### [Direction]
Rewrite the part of the listing below that opens with the line containing "Detect man in" and closes with the line containing "Detect mannequin in", switching "space-separated" to "separated by spaces" and leaving everything else unchanged.

### [Task input]
# # # # #

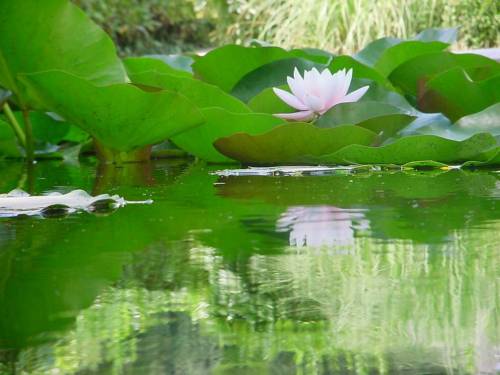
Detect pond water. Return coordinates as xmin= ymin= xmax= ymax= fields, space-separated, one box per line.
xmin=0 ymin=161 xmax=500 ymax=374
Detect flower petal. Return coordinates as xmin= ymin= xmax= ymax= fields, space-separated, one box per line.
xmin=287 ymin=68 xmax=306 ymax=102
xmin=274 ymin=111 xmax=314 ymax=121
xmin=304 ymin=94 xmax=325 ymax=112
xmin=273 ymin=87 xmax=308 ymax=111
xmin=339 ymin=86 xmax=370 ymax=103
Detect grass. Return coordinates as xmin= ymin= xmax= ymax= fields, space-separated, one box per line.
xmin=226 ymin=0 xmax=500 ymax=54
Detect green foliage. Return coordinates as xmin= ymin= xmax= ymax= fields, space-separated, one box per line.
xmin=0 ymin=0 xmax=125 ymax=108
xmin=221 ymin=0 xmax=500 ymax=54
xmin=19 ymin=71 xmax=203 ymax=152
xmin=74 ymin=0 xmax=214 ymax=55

# # # # #

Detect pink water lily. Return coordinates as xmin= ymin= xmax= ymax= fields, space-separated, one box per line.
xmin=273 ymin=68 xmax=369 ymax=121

# # # # #

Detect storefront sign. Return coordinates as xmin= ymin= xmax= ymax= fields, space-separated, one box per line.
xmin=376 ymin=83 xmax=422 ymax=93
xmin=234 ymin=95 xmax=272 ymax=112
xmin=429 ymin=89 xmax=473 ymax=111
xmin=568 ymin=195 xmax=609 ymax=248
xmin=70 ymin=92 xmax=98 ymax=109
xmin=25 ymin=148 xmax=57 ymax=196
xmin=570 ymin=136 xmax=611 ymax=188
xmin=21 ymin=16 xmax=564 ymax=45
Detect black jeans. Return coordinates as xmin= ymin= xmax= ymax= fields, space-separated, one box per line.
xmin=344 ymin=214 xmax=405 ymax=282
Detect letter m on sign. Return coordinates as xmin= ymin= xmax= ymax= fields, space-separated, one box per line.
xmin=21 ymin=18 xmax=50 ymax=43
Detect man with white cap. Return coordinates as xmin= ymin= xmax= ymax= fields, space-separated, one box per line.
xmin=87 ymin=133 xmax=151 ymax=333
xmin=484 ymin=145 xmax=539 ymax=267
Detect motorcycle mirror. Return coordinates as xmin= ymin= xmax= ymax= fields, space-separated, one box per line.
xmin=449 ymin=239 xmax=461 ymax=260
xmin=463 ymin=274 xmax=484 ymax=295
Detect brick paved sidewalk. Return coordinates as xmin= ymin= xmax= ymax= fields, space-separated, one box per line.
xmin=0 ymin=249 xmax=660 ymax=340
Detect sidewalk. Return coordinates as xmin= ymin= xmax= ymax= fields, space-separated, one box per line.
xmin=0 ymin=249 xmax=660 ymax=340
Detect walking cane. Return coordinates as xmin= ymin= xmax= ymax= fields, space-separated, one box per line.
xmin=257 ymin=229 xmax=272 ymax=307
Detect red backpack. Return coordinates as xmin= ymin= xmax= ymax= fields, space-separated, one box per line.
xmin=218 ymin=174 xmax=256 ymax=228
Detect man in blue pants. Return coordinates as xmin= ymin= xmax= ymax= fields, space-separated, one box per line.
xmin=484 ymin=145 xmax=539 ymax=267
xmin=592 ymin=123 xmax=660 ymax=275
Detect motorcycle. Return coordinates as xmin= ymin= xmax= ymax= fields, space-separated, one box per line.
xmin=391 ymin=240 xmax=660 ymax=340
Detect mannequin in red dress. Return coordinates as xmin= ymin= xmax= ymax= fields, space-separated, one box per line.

# # # # #

### [Exercise output]
Detect man in blue pants. Return coordinates as xmin= ymin= xmax= ymax= fields, separated by spaces, one box per line.
xmin=484 ymin=145 xmax=539 ymax=267
xmin=592 ymin=123 xmax=660 ymax=275
Detect motorcycle. Return coordinates as xmin= ymin= xmax= ymax= fields, separated by spaces, one box per line.
xmin=391 ymin=240 xmax=660 ymax=340
Detect mannequin in red dress. Return coordinates as xmin= ymin= xmax= ymax= fields, separated by spaces, one box per line.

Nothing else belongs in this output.